> [Extracted text]:
For Paul, the meaning of thankfulness is to acknowledge that God is God and everything we have comes from him. Gratitude gives birth to worship, and our relationship to God is, in the final account, a relationship of worship. Week by week, day by day, to be a Christian is to gather around the heavenly altar to offer the “sacrifices of praise and thanksgiving” in the company of the angels. And, in our ordinary activities, our time worship gives birth to holiness, since we have offered “our selves, our souls and bodies, as a reasonable, holy, and living sacrifice” to God.


But what makes the difference between a grateful and ungrateful person? Two people can receive the same blessings, and one will act entitled and sour and the other will overflow with thankful joy. Whether or not we have gratitude is very close to the heart of our spiritual disposition. Whether we are grateful is perhaps the best barometer of whether we are open to God or closed to God: those who think that their life is their own are closed, but those who know that their life is a gift are open, and in their openness they discover that God’s generosity can be their greatest and continual joy.

> [Given data]:

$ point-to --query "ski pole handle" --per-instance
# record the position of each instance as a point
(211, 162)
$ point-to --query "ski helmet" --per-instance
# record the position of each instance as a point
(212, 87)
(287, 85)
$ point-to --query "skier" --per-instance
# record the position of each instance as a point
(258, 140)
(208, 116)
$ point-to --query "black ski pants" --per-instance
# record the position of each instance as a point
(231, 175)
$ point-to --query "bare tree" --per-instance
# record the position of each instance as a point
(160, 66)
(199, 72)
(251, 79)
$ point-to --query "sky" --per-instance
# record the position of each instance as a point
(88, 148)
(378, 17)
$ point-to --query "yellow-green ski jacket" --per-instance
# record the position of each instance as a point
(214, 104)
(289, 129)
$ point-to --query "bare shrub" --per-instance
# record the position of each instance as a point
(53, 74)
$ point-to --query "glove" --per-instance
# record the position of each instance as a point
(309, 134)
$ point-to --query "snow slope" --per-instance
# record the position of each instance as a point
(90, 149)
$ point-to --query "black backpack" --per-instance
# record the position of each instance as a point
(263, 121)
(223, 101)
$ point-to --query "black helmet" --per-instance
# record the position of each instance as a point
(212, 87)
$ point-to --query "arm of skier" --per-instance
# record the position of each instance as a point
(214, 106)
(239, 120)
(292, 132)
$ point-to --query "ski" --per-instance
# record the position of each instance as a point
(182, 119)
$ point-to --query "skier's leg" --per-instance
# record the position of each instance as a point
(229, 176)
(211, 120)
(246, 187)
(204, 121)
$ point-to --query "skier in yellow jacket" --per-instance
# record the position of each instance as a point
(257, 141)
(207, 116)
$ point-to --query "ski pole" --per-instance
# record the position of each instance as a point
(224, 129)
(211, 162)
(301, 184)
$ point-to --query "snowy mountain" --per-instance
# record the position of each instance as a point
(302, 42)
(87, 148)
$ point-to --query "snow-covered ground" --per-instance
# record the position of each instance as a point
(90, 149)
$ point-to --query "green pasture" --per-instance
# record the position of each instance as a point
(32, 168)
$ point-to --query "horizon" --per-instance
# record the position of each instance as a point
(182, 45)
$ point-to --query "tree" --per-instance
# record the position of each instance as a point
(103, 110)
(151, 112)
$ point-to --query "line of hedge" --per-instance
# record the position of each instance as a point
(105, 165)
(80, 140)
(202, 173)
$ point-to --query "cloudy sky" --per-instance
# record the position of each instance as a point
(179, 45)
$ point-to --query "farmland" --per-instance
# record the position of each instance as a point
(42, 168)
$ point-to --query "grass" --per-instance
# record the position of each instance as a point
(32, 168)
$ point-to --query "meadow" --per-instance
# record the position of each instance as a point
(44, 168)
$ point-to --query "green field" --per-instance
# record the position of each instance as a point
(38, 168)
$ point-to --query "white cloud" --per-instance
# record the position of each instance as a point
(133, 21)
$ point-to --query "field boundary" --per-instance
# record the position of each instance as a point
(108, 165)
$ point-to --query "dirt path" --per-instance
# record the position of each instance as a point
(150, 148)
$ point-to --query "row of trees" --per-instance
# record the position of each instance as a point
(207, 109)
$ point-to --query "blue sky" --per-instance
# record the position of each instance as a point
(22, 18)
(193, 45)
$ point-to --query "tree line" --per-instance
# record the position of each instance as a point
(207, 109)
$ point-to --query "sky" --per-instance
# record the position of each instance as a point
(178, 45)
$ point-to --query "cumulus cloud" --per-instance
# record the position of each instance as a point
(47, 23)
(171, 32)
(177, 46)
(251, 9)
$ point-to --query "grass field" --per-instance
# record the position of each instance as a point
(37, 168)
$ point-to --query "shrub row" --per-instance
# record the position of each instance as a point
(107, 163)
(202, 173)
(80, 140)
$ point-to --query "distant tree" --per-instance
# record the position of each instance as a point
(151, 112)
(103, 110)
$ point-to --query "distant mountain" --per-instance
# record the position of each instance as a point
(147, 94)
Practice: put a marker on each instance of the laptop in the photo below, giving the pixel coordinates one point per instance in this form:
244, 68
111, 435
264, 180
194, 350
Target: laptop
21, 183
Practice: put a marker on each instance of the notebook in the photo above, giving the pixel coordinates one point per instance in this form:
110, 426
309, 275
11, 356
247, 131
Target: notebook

> [Task requirements]:
**1.** In the passage on gratitude, what does gratitude give birth to?
**2.** Reproduce the passage on gratitude from "But what makes" to "and continual joy.".

> [Response list]:
**1.** Worship.

**2.**
But what makes the difference between a grateful and ungrateful person? Two people can receive the same blessings, and one will act entitled and sour and the other will overflow with thankful joy. Whether or not we have gratitude is very close to the heart of our spiritual disposition. Whether we are grateful is perhaps the best barometer of whether we are open to God or closed to God: those who think that their life is their own are closed, but those who know that their life is a gift are open, and in their openness they discover that God’s generosity can be their greatest and continual joy.